### [ESTRATTO]
Diversity & Inclusion

D&I: impegno crescente, se ci sono certificazioni o norme da applicare

L’impegno verso le tematiche Diversity & Inclusion – D&I, continua a godere di un vento favorevole, a differenza di quello che sta accadendo negli Usa, come abbiamo raccontato su VITA qualche girono fa. Tuttavia, osserva Daniela Bernacchi, Executive Director di UN Global Compact Network Italia, «le aziende italiane tendono ad attivarsi soprattutto negli ambiti in cui sono stati introdotti framework, certificazioni, indici o leggi da applicare». Le aree dove si è sviluppata una maggiore sensibilità sono quelle della parità di genere e della gestione della disabilità

di Sabina Pignataro

«Le aziende si stanno strutturando sempre più a livello di Diversity & Inclusion – D&I, destinando investimenti e risorse alla creazione di nuove funzioni specifiche, quali il Disability o il Diversity Manager, e alla formazione di Comitati interni specifici», osserva Daniela Bernacchi, Executive Director di UN Global Compact Network Italia -UNGCN Italia, la rete italiana del Global Compact delle Nazioni Unite, l’iniziativa di sostenibilità d’impresa più ampia al mondo, a cui aderiscono oltre 550 aziende italiane.
A differenza di quello che sta accadendo negli Usa, come abbiamo raccontato su VITA qualche giorno fa: oltreoceano infatti grandi gruppi stanno licenziano i professionisti che occupano questi ruoli.

### [ATTIVITÀ RICHIESTE]
[1] Riduci a un elenco puntato il paragrafo dell'articolo sulla Diversity & Inclusion che inizia con «Le aziende si stanno strutturando», mantenendone i fatti principali.
[2] Riprendi l'articolo sulla Diversity & Inclusion e proseguilo a partire dall'ultima frase riportata.

### [DATI ARCHIVIATI]
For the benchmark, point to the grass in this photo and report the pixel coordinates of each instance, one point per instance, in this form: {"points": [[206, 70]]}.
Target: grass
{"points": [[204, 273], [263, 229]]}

### [SOLUZIONI DELL'ESERCIZIO]
[1]
- Le aziende si strutturano sempre più sul fronte Diversity & Inclusion (D&I).
- Destinano investimenti e risorse a nuove funzioni specifiche, come il Disability Manager o il Diversity Manager.
- Creano Comitati interni dedicati.
- Lo osserva Daniela Bernacchi, Executive Director di UN Global Compact Network Italia (UNGCN Italia).
- UNGCN Italia è la rete italiana del Global Compact delle Nazioni Unite, la più ampia iniziativa di sostenibilità d'impresa al mondo.
- Vi aderiscono oltre 550 aziende italiane.

[2]
«Le aziende italiane tendono ad attivarsi soprattutto negli ambiti in cui sono stati introdotti framework, certificazioni, indici o leggi da applicare». Le aree dove si è sviluppata una maggiore sensibilità sono quelle della parità di genere e della gestione della disabilità.

Le organizzazioni italiane, business o non business, aderenti al Global Compact delle Nazioni Unite

Bernacchi, come UN Global Compact Network Italia avete contezza del fatto che D&I, in Italia, siano percepiti come un peso economico, da scaricare per primo in caso di crisi? Avete notato lo stesso trend in Italia?

Non disponiamo di dati quantitativi. Dal nostro osservatorio, frutto di un costante dialogo con aziende leader dei rispettivi settori e fortemente impegnate su questi temi, la percezione va in una direzione completamente diversa.

Dal 2021, è attivo il vostro l’Osservatorio D&I.  Come si stanno organizzando le aziende al loro interno?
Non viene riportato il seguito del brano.